▼
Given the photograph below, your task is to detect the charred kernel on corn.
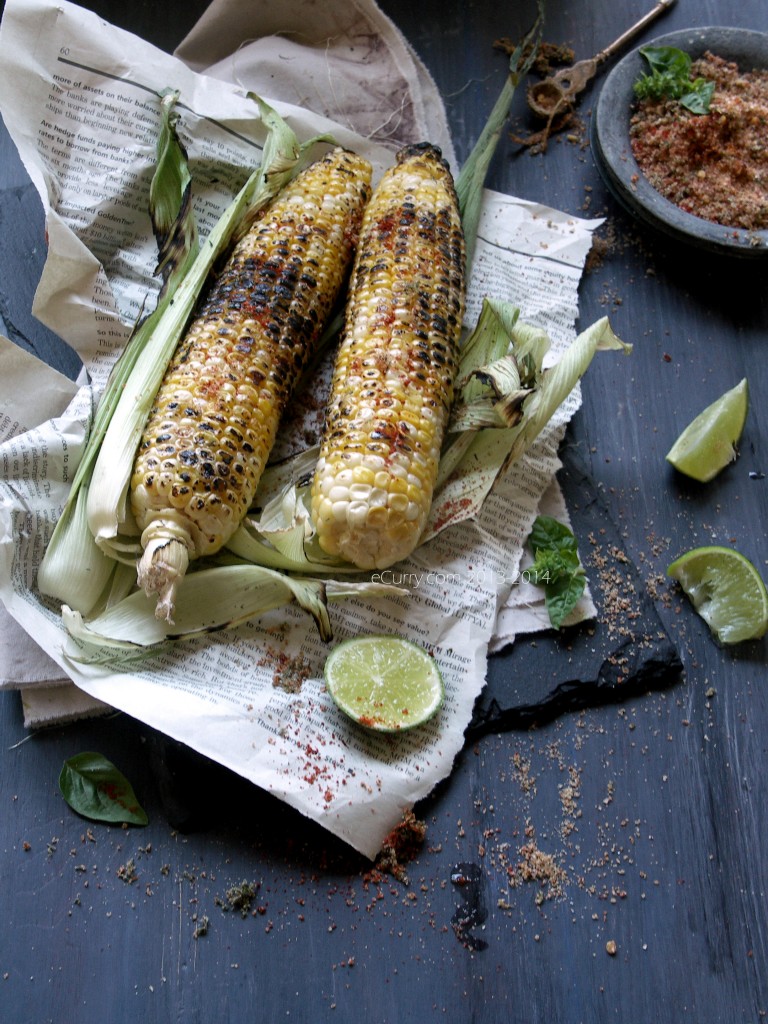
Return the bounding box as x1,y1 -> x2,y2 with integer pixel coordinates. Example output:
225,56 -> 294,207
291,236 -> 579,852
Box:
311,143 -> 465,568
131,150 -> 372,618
▲
Exercise goal:
Reproduce every item above verbatim, leaving the pictures out of your copy.

Output below:
Given the photograph below, your task is to detect the charred kernel on corn.
Return the bounding box as x1,y1 -> x2,y2 with integer pixel coordinates. Example output:
225,56 -> 294,207
291,236 -> 579,852
Box:
311,143 -> 465,568
131,150 -> 372,618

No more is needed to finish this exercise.